▶ _AIM_: Retype the full set of records. Keep every character identical.

[Data records]
____

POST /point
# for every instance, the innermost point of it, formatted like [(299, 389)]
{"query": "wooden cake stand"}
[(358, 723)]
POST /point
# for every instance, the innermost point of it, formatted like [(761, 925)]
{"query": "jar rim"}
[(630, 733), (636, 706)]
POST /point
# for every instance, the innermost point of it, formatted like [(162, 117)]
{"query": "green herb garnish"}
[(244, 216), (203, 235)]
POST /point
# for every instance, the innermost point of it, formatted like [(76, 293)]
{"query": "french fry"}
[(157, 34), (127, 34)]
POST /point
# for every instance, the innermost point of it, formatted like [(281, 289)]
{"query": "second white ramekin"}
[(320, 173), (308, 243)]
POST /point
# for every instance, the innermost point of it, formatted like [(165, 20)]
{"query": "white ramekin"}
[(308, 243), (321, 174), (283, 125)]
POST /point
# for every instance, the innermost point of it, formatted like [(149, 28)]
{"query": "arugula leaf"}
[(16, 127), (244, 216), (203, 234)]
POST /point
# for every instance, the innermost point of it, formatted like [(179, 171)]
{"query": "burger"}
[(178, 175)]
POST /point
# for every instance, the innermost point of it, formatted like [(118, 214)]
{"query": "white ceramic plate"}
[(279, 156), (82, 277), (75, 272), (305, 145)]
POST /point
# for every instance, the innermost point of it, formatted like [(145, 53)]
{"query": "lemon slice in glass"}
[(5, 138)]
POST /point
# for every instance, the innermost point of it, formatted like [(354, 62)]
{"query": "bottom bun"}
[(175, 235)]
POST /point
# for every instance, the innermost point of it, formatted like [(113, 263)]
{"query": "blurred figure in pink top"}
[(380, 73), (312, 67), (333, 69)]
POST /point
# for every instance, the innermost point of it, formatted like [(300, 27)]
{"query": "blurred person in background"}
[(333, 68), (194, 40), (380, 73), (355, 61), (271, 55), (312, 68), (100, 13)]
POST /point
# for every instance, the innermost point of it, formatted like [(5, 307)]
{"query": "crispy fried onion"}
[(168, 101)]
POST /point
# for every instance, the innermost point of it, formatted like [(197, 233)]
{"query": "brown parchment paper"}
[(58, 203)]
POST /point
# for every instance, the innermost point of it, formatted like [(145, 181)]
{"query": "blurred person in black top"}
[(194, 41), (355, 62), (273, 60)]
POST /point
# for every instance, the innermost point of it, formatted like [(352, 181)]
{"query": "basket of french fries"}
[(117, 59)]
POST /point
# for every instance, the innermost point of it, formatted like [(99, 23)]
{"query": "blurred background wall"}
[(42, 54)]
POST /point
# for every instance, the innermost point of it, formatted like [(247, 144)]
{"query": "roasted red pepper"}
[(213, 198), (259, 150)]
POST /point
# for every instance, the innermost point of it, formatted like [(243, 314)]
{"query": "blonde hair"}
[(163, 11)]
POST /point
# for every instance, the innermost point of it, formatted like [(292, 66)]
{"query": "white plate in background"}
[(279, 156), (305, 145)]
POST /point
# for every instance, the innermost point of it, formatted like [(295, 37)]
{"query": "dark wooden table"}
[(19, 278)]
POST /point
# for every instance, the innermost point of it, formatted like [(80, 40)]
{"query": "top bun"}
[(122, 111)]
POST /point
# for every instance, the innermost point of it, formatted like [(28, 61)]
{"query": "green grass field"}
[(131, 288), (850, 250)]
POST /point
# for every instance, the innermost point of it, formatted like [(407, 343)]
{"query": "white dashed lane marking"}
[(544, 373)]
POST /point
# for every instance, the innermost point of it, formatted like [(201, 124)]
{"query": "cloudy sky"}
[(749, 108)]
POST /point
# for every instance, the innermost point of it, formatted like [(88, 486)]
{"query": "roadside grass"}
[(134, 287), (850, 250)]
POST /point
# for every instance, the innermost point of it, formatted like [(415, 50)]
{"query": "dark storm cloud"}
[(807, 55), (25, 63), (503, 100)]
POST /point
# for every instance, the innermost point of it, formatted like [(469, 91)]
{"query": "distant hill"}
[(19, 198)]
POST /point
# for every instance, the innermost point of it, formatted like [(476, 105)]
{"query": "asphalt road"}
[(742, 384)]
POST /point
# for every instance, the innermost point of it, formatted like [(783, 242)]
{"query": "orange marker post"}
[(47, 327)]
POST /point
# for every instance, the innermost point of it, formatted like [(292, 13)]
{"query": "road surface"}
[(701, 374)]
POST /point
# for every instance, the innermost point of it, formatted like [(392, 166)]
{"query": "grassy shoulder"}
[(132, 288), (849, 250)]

____

▶ _WRITTEN ANSWER_:
POST /point
# for every instance, the innermost point of it, formatted like [(299, 389)]
{"query": "wooden cake stand"}
[(358, 723)]
POST /point
# for every instance, the innermost point of it, formatted like [(761, 925)]
{"query": "jar rim"}
[(630, 733), (636, 706)]
POST /point
# for every instance, the innermost point of it, formatted like [(162, 117)]
{"query": "green herb garnish"}
[(244, 216), (203, 235)]
POST /point
# for every instance, the innermost point of it, formatted like [(76, 293)]
{"query": "french fry"}
[(157, 34), (127, 34)]
POST /point
# for every instance, the innermost point of it, formatted like [(281, 289)]
{"query": "second white ramekin"}
[(320, 173), (308, 243)]
POST /point
# for every instance, the innermost point of it, formatted like [(165, 20)]
{"query": "white ramekin"}
[(308, 243), (321, 174), (283, 125)]
POST /point
# for every instance, the innermost point of it, formatted like [(149, 28)]
{"query": "arugula leaf"}
[(16, 127), (244, 216), (203, 234)]
POST /point
# for every instance, the innermost point of it, formatted like [(179, 171)]
{"query": "burger"}
[(178, 175)]
POST /point
# for every instance, the innermost point of it, formatted like [(118, 214)]
{"query": "white ceramic plate"}
[(279, 156), (82, 277), (75, 272), (305, 145)]
POST /point
# for every instance, the innermost point of it, formatted like [(145, 53)]
{"query": "lemon slice in glass"}
[(5, 138)]
POST /point
# for every instance, the innermost point of it, formatted like [(354, 62)]
{"query": "bottom bun"}
[(175, 235)]
POST /point
# for every instance, the innermost point of it, formatted like [(113, 263)]
{"query": "blurred figure in pink top"}
[(380, 73), (312, 67), (333, 69)]
POST /point
# for every instance, the innermost point of it, formatted like [(300, 27)]
{"query": "blurred person in background"}
[(333, 68), (194, 40), (380, 73), (355, 61), (271, 55), (312, 68), (100, 13)]
POST /point
# for every instance, the innermost point of it, formatted like [(5, 307)]
{"query": "crispy fried onion"}
[(168, 101)]
POST /point
# for every instance, the innermost point of it, formatted like [(197, 233)]
{"query": "brown parchment paper"}
[(58, 203)]
POST /point
# for every instance, the innermost point of it, formatted like [(145, 181)]
{"query": "blurred person in black top"}
[(194, 41), (355, 62), (273, 60)]
POST /point
# for every instance, the innermost point of it, formatted like [(352, 181)]
{"query": "basket of french fries"}
[(117, 59)]
POST /point
# for every instance, the innermost point of it, formatted like [(99, 23)]
{"query": "blurred background wall"}
[(42, 54)]
POST /point
# for every instance, the innermost point of it, formatted like [(247, 144)]
{"query": "roasted red pepper"}
[(213, 198), (259, 150)]
POST /point
# for every instance, the innermost point of it, formatted like [(243, 314)]
{"query": "blonde hair"}
[(163, 11)]
POST /point
# for every instance, the innermost point of it, formatted like [(292, 66)]
{"query": "white plate in background"}
[(279, 156), (305, 145)]
POST /point
# for every instance, the innermost point of it, formatted like [(295, 37)]
{"query": "dark wooden table"}
[(19, 278)]
POST /point
# for every instance, the innermost point of it, formatted like [(80, 40)]
{"query": "top bun"}
[(122, 111)]
POST /point
# for every instance, the innermost point of it, formatted like [(28, 61)]
{"query": "green grass field"}
[(131, 288), (850, 250)]
POST /point
# for every instance, the innermost point of it, formatted like [(407, 343)]
{"query": "white dashed lane marking"}
[(544, 373)]
POST /point
# for every instance, the innermost point of it, formatted like [(201, 124)]
{"query": "cloudy sky"}
[(749, 108)]
POST /point
# for every instance, the innermost point of it, formatted like [(88, 486)]
{"query": "roadside grass"}
[(134, 287), (850, 250)]
POST /point
# for every instance, the innermost point of it, formatted like [(415, 50)]
{"query": "dark storm cloud"}
[(807, 55), (25, 63), (503, 100)]
POST /point
# for every instance, the innermost point of it, formatted like [(469, 91)]
{"query": "distant hill"}
[(19, 198)]
POST /point
# for every instance, the innermost point of it, formatted like [(476, 105)]
{"query": "asphalt road"}
[(742, 384)]
POST /point
# for every instance, the innermost point of it, formatted like [(783, 242)]
{"query": "orange marker post"}
[(47, 327)]
POST /point
# for every instance, the innermost point of it, formatted like [(292, 13)]
{"query": "road surface"}
[(701, 374)]
POST /point
# for every instance, the innermost point of it, formatted like [(392, 166)]
{"query": "grassy shoulder"}
[(132, 288), (849, 250)]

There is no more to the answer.